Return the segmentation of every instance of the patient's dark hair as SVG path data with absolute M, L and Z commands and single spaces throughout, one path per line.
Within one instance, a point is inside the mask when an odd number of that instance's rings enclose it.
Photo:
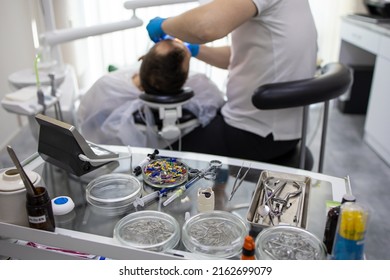
M 157 51 L 156 48 L 161 47 L 158 44 L 166 44 L 164 47 L 167 47 L 167 51 Z M 141 58 L 141 86 L 149 94 L 177 94 L 188 77 L 189 67 L 184 63 L 188 54 L 172 40 L 164 40 L 158 44 Z

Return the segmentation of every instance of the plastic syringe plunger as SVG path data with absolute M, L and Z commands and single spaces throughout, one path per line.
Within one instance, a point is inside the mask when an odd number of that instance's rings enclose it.
M 175 191 L 175 192 L 172 194 L 172 196 L 170 196 L 167 200 L 164 201 L 163 205 L 164 205 L 164 206 L 167 206 L 169 203 L 171 203 L 171 202 L 174 201 L 176 198 L 178 198 L 179 196 L 181 196 L 185 190 L 186 190 L 185 187 L 180 187 L 180 189 L 178 189 L 177 191 Z
M 138 205 L 141 207 L 144 207 L 145 204 L 149 203 L 153 199 L 156 199 L 160 195 L 159 191 L 152 192 L 148 195 L 145 195 L 144 197 L 136 197 L 135 201 L 133 202 L 134 207 L 136 208 Z

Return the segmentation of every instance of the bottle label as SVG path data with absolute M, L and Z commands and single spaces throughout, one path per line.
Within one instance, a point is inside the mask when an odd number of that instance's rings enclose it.
M 42 215 L 42 216 L 28 216 L 28 221 L 31 223 L 31 224 L 42 224 L 42 223 L 46 223 L 46 216 L 45 215 Z
M 339 234 L 348 240 L 364 239 L 366 217 L 362 211 L 344 211 L 341 215 Z

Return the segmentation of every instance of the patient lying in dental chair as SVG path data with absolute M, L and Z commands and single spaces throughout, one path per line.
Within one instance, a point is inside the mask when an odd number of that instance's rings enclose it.
M 183 87 L 194 91 L 183 109 L 194 114 L 199 125 L 207 125 L 223 105 L 223 94 L 204 74 L 189 71 L 190 58 L 182 43 L 164 40 L 140 59 L 140 65 L 101 77 L 80 100 L 77 122 L 83 136 L 97 144 L 165 148 L 177 139 L 167 143 L 148 124 L 146 132 L 137 128 L 134 112 L 147 109 L 138 96 L 177 94 Z

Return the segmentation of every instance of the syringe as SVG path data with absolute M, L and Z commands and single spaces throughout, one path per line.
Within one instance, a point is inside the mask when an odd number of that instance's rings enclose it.
M 175 191 L 172 196 L 170 196 L 167 200 L 164 201 L 163 205 L 167 206 L 169 203 L 171 203 L 176 198 L 181 196 L 188 188 L 190 188 L 197 181 L 199 181 L 199 179 L 201 179 L 201 178 L 208 178 L 208 179 L 215 178 L 216 169 L 218 169 L 221 166 L 222 166 L 222 162 L 220 162 L 219 160 L 210 161 L 209 167 L 206 170 L 199 171 L 198 174 L 194 178 L 192 178 L 190 181 L 187 182 L 187 184 L 179 187 L 178 190 Z

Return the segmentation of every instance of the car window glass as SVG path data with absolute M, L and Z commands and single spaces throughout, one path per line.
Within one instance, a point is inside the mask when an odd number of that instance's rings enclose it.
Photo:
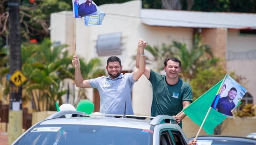
M 149 145 L 153 141 L 152 132 L 140 129 L 70 125 L 39 125 L 36 128 L 39 130 L 31 130 L 26 144 Z M 61 128 L 57 131 L 40 130 L 51 128 Z
M 253 145 L 254 144 L 234 141 L 198 140 L 197 145 Z
M 25 140 L 29 136 L 30 133 L 29 132 L 26 133 L 25 135 L 24 135 L 20 139 L 15 143 L 14 145 L 24 145 L 24 142 L 25 142 Z
M 172 139 L 168 130 L 164 131 L 160 136 L 160 145 L 175 145 L 172 142 Z
M 178 131 L 170 130 L 170 133 L 173 136 L 173 139 L 176 145 L 186 145 L 182 135 Z

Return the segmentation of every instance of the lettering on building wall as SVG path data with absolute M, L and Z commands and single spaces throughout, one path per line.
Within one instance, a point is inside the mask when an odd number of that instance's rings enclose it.
M 249 59 L 256 59 L 256 50 L 240 52 L 229 51 L 227 53 L 227 61 Z

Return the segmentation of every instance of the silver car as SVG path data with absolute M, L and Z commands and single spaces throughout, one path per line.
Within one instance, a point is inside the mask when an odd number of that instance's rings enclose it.
M 65 115 L 72 114 L 66 118 Z M 189 140 L 172 116 L 57 112 L 35 125 L 12 145 L 183 145 Z

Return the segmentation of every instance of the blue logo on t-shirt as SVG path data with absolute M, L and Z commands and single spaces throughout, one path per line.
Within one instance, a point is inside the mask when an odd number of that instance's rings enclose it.
M 178 96 L 179 96 L 178 93 L 173 92 L 173 94 L 172 94 L 172 97 L 174 97 L 175 98 L 178 98 Z

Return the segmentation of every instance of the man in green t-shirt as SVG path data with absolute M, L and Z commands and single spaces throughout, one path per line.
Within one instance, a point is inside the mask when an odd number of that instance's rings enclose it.
M 145 55 L 145 53 L 140 54 L 140 51 L 137 51 L 137 68 L 139 67 L 140 56 L 142 55 Z M 191 87 L 178 78 L 179 73 L 181 70 L 180 60 L 175 58 L 166 58 L 163 64 L 165 75 L 155 72 L 146 67 L 144 73 L 152 86 L 151 116 L 172 116 L 182 128 L 181 120 L 186 114 L 183 112 L 177 115 L 193 102 Z

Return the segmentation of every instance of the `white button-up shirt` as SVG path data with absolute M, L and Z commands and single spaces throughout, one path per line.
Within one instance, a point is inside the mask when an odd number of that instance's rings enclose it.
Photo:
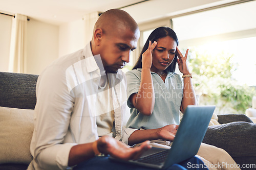
M 98 138 L 96 93 L 103 68 L 102 63 L 96 62 L 98 57 L 93 56 L 89 43 L 84 49 L 57 59 L 38 77 L 30 147 L 33 160 L 29 169 L 71 169 L 68 163 L 71 148 Z M 123 128 L 125 75 L 119 70 L 108 76 L 115 113 L 114 137 L 127 143 L 136 130 Z

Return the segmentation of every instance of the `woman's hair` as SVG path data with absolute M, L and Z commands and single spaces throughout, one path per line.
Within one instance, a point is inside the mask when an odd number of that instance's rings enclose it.
M 170 28 L 166 27 L 161 27 L 155 29 L 151 34 L 150 34 L 148 38 L 147 38 L 146 43 L 144 45 L 144 46 L 140 53 L 138 61 L 137 61 L 135 65 L 133 68 L 133 69 L 136 69 L 138 68 L 142 67 L 142 62 L 141 62 L 141 59 L 142 58 L 142 54 L 147 50 L 148 48 L 148 44 L 150 43 L 150 40 L 153 43 L 155 41 L 157 41 L 160 38 L 164 38 L 165 37 L 169 36 L 172 38 L 174 41 L 177 43 L 177 45 L 179 45 L 179 41 L 178 40 L 178 38 L 177 37 L 175 32 Z M 174 72 L 175 71 L 175 68 L 176 67 L 176 63 L 177 60 L 177 54 L 175 54 L 175 56 L 173 60 L 172 63 L 166 69 L 166 72 Z

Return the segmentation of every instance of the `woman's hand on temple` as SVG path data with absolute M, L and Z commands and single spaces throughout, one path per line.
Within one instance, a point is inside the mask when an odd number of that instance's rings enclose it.
M 152 44 L 151 41 L 150 41 L 148 48 L 142 54 L 142 58 L 141 62 L 142 63 L 142 67 L 144 68 L 151 68 L 152 65 L 152 51 L 157 46 L 157 42 L 154 42 Z
M 188 49 L 187 49 L 186 51 L 186 54 L 185 54 L 185 57 L 183 57 L 182 54 L 180 51 L 178 46 L 177 47 L 176 53 L 177 54 L 178 58 L 177 59 L 178 64 L 179 65 L 179 69 L 180 71 L 183 75 L 188 75 L 190 74 L 189 70 L 188 69 L 188 67 L 187 63 L 187 54 L 188 53 Z

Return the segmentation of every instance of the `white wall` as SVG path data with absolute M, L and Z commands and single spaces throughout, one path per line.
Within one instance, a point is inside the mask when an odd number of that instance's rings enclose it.
M 58 57 L 59 27 L 30 19 L 27 34 L 27 73 L 40 74 Z
M 84 47 L 84 29 L 82 18 L 59 26 L 59 57 Z
M 12 18 L 0 15 L 0 71 L 8 71 Z

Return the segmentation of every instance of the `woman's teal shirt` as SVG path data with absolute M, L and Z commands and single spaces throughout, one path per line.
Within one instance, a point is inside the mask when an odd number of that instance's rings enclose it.
M 126 74 L 127 104 L 131 108 L 131 116 L 126 124 L 127 128 L 152 129 L 161 128 L 167 125 L 179 124 L 180 107 L 183 96 L 183 81 L 180 76 L 169 72 L 164 82 L 157 74 L 151 72 L 151 75 L 155 91 L 155 106 L 152 114 L 145 116 L 135 109 L 129 101 L 131 95 L 139 91 L 141 68 L 133 69 Z M 137 97 L 145 98 L 147 95 L 150 96 L 152 94 L 143 94 Z

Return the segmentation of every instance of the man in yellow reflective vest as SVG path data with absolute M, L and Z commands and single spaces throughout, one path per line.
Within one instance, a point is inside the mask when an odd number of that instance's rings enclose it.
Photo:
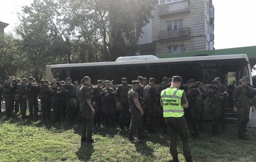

THE PROBLEM
Copy the lines from the one that contains "Return the segmentation of every instance of the silver" through the one that contains "M 65 115 L 72", changing "silver car" to "gray sedan" and leaving everything else as it is.

OUTPUT FOR THIS TASK
Return the segmentation of every instance of the gray sedan as SVG path data with absolute M, L and Z commands and single spaces throughout, one path per line.
Within one instance, a point is inside the mask when an odd number of that instance's rings enclose it.
M 65 115 L 72 114 L 66 118 Z M 189 140 L 172 116 L 57 112 L 35 125 L 12 145 L 183 145 Z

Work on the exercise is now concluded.